--- Supplied records ---
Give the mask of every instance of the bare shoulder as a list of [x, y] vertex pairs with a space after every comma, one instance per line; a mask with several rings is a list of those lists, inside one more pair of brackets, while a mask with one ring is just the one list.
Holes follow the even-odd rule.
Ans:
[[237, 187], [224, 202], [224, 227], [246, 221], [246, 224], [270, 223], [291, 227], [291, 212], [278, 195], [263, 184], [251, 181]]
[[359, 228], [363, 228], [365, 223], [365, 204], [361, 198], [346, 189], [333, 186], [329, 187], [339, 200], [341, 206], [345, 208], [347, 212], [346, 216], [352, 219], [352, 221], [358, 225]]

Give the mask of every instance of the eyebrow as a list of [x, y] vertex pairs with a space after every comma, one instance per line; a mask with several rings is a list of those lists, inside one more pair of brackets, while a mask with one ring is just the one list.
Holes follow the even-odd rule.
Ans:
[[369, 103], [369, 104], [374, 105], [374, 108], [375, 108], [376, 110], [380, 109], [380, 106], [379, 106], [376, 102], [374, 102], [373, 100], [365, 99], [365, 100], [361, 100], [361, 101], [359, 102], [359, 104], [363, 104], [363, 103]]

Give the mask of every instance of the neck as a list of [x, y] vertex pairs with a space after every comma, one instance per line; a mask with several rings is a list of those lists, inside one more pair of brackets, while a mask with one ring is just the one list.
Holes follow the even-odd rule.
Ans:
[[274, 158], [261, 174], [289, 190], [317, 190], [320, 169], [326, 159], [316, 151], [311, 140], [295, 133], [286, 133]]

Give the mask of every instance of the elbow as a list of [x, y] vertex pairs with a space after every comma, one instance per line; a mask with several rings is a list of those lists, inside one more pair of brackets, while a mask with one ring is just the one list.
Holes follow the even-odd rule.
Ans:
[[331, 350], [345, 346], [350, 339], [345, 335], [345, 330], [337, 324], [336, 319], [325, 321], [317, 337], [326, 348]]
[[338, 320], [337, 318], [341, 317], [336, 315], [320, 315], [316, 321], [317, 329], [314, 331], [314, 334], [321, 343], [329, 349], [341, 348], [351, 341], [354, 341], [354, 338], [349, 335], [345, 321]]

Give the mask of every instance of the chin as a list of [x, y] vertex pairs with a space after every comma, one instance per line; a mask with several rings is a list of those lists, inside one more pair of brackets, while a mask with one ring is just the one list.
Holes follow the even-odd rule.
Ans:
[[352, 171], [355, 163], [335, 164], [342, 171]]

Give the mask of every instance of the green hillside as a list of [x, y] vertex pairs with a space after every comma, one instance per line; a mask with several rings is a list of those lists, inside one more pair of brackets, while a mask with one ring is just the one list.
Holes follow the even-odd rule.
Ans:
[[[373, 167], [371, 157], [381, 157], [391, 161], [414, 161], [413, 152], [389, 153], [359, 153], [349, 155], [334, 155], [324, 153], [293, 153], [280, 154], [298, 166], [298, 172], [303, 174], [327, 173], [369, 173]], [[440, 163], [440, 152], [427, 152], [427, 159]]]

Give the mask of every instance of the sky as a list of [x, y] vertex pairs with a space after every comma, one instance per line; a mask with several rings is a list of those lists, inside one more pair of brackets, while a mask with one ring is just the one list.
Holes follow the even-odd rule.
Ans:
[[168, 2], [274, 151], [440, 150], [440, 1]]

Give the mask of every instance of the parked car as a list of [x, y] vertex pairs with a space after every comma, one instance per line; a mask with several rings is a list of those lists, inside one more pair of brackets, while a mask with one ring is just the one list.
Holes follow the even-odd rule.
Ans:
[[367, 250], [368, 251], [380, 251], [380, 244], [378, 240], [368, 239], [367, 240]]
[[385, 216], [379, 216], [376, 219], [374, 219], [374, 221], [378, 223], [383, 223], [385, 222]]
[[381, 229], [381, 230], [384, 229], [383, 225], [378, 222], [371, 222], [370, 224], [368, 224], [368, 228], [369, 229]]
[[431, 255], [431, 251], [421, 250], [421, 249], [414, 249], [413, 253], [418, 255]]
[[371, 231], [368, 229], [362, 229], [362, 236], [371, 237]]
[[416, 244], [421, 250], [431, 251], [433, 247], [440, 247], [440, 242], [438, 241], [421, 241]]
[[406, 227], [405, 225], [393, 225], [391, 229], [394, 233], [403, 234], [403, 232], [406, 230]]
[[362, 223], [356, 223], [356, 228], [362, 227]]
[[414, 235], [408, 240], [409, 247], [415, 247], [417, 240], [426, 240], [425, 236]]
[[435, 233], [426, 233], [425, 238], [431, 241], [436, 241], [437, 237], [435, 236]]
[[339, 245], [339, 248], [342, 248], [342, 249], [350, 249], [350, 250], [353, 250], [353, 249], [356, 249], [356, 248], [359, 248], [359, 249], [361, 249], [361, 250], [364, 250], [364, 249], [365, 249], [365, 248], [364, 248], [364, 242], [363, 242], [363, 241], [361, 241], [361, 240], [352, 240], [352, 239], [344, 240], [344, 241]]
---
[What to work on]:
The full listing should be restated word for word.

[Completed task]:
Give the mask of every instance of the bare shoulder as a list of [x, y] vertex pairs with a space after every comma, one instance per line; a mask with several rings is a list of those lists, inside one more pair of brackets, while a mask with one ring is just the one list.
Holes follow the even-odd rule.
Ans:
[[237, 187], [224, 202], [224, 227], [246, 221], [246, 224], [270, 223], [291, 227], [291, 212], [278, 195], [263, 184], [251, 181]]
[[359, 228], [363, 228], [365, 223], [365, 204], [361, 198], [346, 189], [333, 186], [329, 187], [339, 200], [341, 206], [345, 208], [347, 212], [346, 216], [352, 219], [352, 221], [358, 225]]

Give the mask of every instance of the eyebrow as a list of [x, y] vertex pairs with a space after every comma, one instance per line; a mask with several rings is a list of those lists, inside one more pair of brackets, while a mask with one ring is just the one list.
Holes follow the even-odd rule.
Ans:
[[369, 103], [369, 104], [374, 105], [374, 108], [375, 108], [376, 110], [380, 109], [380, 106], [379, 106], [376, 102], [374, 102], [373, 100], [365, 99], [365, 100], [361, 100], [361, 101], [359, 102], [359, 104], [363, 104], [363, 103]]

Give the mask of every instance of the neck as a list of [x, y] vertex pairs with a space after every comma, one instance per line; a mask with several rings is a list of those lists, inside one more pair of brackets, while a mask with one ring is just the one list.
Holes follow the even-odd rule.
Ans:
[[274, 158], [261, 174], [289, 190], [317, 190], [320, 169], [326, 159], [316, 151], [311, 140], [295, 133], [286, 133]]

Give the mask of every instance of the elbow as a list of [x, y] vertex pairs with a space after every comma, one instance per line; a mask with several rings is a list of those lists, inside one more pair of brackets, while a mask with one ring is just the one list.
Holes follow the even-odd rule.
Ans:
[[331, 350], [345, 346], [350, 339], [345, 335], [345, 330], [337, 324], [336, 319], [325, 321], [317, 337], [326, 348]]
[[338, 320], [337, 318], [341, 317], [336, 315], [320, 315], [316, 321], [317, 329], [314, 331], [314, 334], [321, 343], [329, 349], [341, 348], [351, 341], [354, 341], [354, 338], [349, 335], [345, 321]]

Give the mask of every instance of the chin as a list of [x, y] vertex pairs with a space after every comma, one instance per line; a mask with several rings is a list of those lists, inside one more pair of brackets, while a mask with one ring is just the one list.
Holes follow the even-odd rule.
Ans:
[[352, 171], [355, 163], [335, 164], [342, 171]]

Give the mask of every instance of the green hillside as a list of [x, y] vertex pairs with a space after every comma, one instance per line; a mask with several rings is a list of those lists, inside one more pair of brackets, while a mask with one ring is just the one list.
Holes follow the even-odd rule.
Ans:
[[[373, 167], [371, 157], [381, 157], [391, 161], [414, 161], [413, 152], [389, 153], [359, 153], [349, 155], [334, 155], [324, 153], [293, 153], [280, 154], [298, 166], [298, 172], [303, 174], [327, 173], [369, 173]], [[440, 163], [440, 152], [427, 152], [427, 159]]]

Give the mask of every instance of the sky as a list of [x, y] vertex pairs with a space after every comma, one instance per line; a mask with several rings is a list of those lists, inside one more pair of brackets, while a mask with one ring is just the one list.
Holes follow the even-odd rule.
Ans:
[[168, 2], [274, 151], [440, 150], [440, 1]]

Give the mask of every instance of the parked car as a list of [x, y] vertex pairs with a space after every comma, one instance per line; a mask with several rings is a list of those lists, inside one more pair of brackets, while a mask with one ring is just the one list.
Holes follow the even-odd rule.
Ans:
[[367, 250], [368, 251], [380, 251], [380, 244], [378, 240], [368, 239], [367, 240]]
[[385, 216], [379, 216], [376, 219], [374, 219], [374, 221], [378, 223], [383, 223], [385, 222]]
[[381, 229], [381, 230], [384, 229], [383, 225], [378, 222], [371, 222], [370, 224], [368, 224], [368, 228], [369, 229]]
[[431, 255], [431, 251], [421, 250], [421, 249], [414, 249], [413, 253], [418, 255]]
[[371, 231], [368, 229], [362, 229], [362, 236], [371, 237]]
[[416, 244], [421, 250], [431, 251], [433, 247], [440, 247], [440, 242], [438, 241], [421, 241]]
[[406, 227], [405, 225], [393, 225], [391, 229], [394, 233], [403, 234], [403, 232], [406, 230]]
[[362, 223], [356, 223], [356, 228], [362, 227]]
[[414, 235], [408, 240], [409, 247], [415, 247], [417, 240], [426, 240], [425, 236]]
[[435, 233], [426, 233], [425, 238], [431, 241], [436, 241], [437, 237], [435, 236]]
[[339, 245], [339, 248], [342, 248], [342, 249], [350, 249], [350, 250], [353, 250], [353, 249], [356, 249], [356, 248], [359, 248], [359, 249], [361, 249], [361, 250], [364, 250], [364, 249], [365, 249], [365, 248], [364, 248], [364, 242], [363, 242], [363, 241], [361, 241], [361, 240], [352, 240], [352, 239], [344, 240], [344, 241]]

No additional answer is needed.